▸ **Instruction**:
Provide an exact reproduction of every entry.

─── Data for this exercise ───

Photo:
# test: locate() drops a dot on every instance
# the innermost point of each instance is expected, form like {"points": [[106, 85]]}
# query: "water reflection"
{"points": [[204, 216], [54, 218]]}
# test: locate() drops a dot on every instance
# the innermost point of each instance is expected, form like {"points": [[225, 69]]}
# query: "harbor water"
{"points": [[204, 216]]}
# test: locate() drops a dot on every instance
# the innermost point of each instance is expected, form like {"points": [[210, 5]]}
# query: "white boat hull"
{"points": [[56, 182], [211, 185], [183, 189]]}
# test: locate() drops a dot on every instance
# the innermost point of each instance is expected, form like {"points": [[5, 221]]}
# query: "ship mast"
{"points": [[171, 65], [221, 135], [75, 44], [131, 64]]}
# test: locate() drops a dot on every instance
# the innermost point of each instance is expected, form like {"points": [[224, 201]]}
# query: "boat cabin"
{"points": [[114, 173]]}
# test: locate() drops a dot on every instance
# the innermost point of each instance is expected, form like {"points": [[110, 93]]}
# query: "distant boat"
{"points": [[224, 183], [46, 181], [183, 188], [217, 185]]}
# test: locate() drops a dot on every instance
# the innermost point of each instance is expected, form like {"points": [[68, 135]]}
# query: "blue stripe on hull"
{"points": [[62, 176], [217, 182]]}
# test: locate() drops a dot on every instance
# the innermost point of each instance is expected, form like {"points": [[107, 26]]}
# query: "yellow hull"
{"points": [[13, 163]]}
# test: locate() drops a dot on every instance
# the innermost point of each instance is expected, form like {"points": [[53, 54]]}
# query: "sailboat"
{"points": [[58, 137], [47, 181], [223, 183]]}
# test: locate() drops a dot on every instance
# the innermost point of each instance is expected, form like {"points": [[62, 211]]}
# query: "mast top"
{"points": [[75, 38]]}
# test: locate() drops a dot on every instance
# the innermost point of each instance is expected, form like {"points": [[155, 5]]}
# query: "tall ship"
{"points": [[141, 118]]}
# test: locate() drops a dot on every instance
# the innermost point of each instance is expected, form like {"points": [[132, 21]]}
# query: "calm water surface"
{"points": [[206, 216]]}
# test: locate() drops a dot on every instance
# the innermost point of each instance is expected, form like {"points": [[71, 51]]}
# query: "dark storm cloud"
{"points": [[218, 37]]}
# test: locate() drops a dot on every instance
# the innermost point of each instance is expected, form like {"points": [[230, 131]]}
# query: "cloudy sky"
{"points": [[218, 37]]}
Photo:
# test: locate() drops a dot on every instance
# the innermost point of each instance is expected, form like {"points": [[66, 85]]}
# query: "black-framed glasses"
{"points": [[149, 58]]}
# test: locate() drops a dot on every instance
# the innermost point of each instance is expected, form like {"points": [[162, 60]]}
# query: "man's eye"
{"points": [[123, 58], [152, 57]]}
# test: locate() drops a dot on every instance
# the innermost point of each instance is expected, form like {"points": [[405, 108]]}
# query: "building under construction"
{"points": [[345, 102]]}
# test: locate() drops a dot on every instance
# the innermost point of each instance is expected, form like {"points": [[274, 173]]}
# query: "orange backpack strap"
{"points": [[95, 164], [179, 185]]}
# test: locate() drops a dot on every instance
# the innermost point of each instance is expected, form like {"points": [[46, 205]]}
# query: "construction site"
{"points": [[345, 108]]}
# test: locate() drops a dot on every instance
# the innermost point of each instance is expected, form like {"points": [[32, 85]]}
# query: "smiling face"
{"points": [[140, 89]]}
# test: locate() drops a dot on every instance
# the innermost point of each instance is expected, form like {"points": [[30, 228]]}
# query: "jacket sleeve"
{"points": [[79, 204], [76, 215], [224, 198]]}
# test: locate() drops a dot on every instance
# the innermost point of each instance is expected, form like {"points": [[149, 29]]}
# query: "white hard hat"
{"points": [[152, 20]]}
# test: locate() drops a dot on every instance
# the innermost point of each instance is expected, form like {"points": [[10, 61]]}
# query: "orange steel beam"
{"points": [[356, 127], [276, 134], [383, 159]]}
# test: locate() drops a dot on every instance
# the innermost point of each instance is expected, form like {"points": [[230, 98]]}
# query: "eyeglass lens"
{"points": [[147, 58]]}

───

▸ **Written response**:
Photo:
# test: locate() drops a dot on every instance
# the innermost point of each instance is expected, form like {"points": [[106, 85]]}
# query: "water reflection"
{"points": [[204, 216], [54, 218]]}
# test: locate() drops a dot on every instance
# the innermost point of each instance is expected, form like {"points": [[225, 69]]}
# query: "harbor water"
{"points": [[204, 216]]}
# test: locate() drops a dot on every instance
# the innermost point of each instance is expected, form like {"points": [[210, 5]]}
# query: "white boat hull"
{"points": [[56, 182], [211, 185], [183, 189]]}
# test: locate() drops a dot on every instance
# the innermost point of each instance is expected, form like {"points": [[5, 221]]}
# query: "ship mast"
{"points": [[171, 65], [221, 135], [75, 44], [131, 64]]}
# test: locate() drops a dot on every instance
# the innermost point of each instance is expected, form like {"points": [[224, 201]]}
# query: "boat cabin"
{"points": [[114, 173]]}
# test: locate() drops a dot on every instance
# the innermost point of each instance is expected, form like {"points": [[110, 93]]}
# query: "distant boat"
{"points": [[224, 183], [46, 181], [183, 188], [217, 185]]}
# test: locate() drops a dot on every instance
# the innermost point of each instance is expected, form like {"points": [[68, 135]]}
# query: "blue stripe on hull"
{"points": [[62, 176], [217, 182]]}
# test: locate() drops a dot on every instance
# the innermost point of each instance is expected, form like {"points": [[107, 26]]}
# query: "yellow hull"
{"points": [[13, 163]]}
# test: locate() drops a dot on every instance
# the innermost point of each instance is expected, form like {"points": [[53, 54]]}
# query: "sailboat"
{"points": [[58, 137], [47, 181], [223, 183]]}
# test: locate() drops a dot on every instance
# the innermost point of each instance is expected, form like {"points": [[62, 211]]}
# query: "mast top"
{"points": [[75, 38]]}
# test: locate() drops a dot on every instance
# the innermost point of each instance is expected, form like {"points": [[155, 5]]}
# query: "tall ship"
{"points": [[141, 118]]}
# test: locate() drops a dot on every instance
# the innermost point of each instance is expected, form like {"points": [[132, 21]]}
# query: "calm water surface"
{"points": [[206, 216]]}
# test: locate() drops a dot on every instance
# the innermost point of each instance is expected, form like {"points": [[71, 51]]}
# query: "dark storm cloud"
{"points": [[218, 37]]}
# test: locate() drops a dot on every instance
# the innermost point of each instance is expected, form like {"points": [[230, 131]]}
# query: "cloudy sky"
{"points": [[218, 37]]}
Photo:
# test: locate() drops a dot on every instance
# the innermost point of each instance is expected, form like {"points": [[66, 85]]}
# query: "black-framed glasses"
{"points": [[149, 58]]}
# test: locate() drops a dot on every instance
# the innermost point of each instance is expected, form like {"points": [[162, 60]]}
# query: "man's eye"
{"points": [[123, 58], [152, 57]]}
# test: locate() drops a dot on every instance
# the innermost point of each instance is expected, form like {"points": [[405, 108]]}
# query: "building under construction"
{"points": [[345, 102]]}
# test: locate() drops a dot on every instance
# the innermost point of each instance is expected, form like {"points": [[274, 173]]}
# query: "orange backpack strap"
{"points": [[95, 164], [179, 185]]}
# test: locate() drops a dot on every instance
# the innermost point of each instance is expected, form like {"points": [[46, 205]]}
# query: "construction site"
{"points": [[345, 108]]}
# test: locate() drops a dot on every instance
# the innermost point of each instance is expected, form like {"points": [[32, 85]]}
# query: "smiling face"
{"points": [[140, 89]]}
# test: locate() drops a dot on every instance
# the innermost point of each instance is expected, form like {"points": [[30, 228]]}
# query: "jacket sleeve"
{"points": [[79, 204], [76, 215], [224, 198]]}
# test: locate() drops a dot on every instance
# the innermost point of each instance is expected, form like {"points": [[149, 29]]}
# query: "white hard hat"
{"points": [[152, 20]]}
# test: locate() drops a dot on every instance
# the innermost point of each instance is expected, form like {"points": [[10, 61]]}
# query: "orange steel beam"
{"points": [[356, 127], [276, 134], [383, 159]]}
# test: locate() drops a dot on every instance
# the innermost point of each instance is expected, form like {"points": [[230, 98]]}
# query: "eyeglass lens"
{"points": [[147, 58]]}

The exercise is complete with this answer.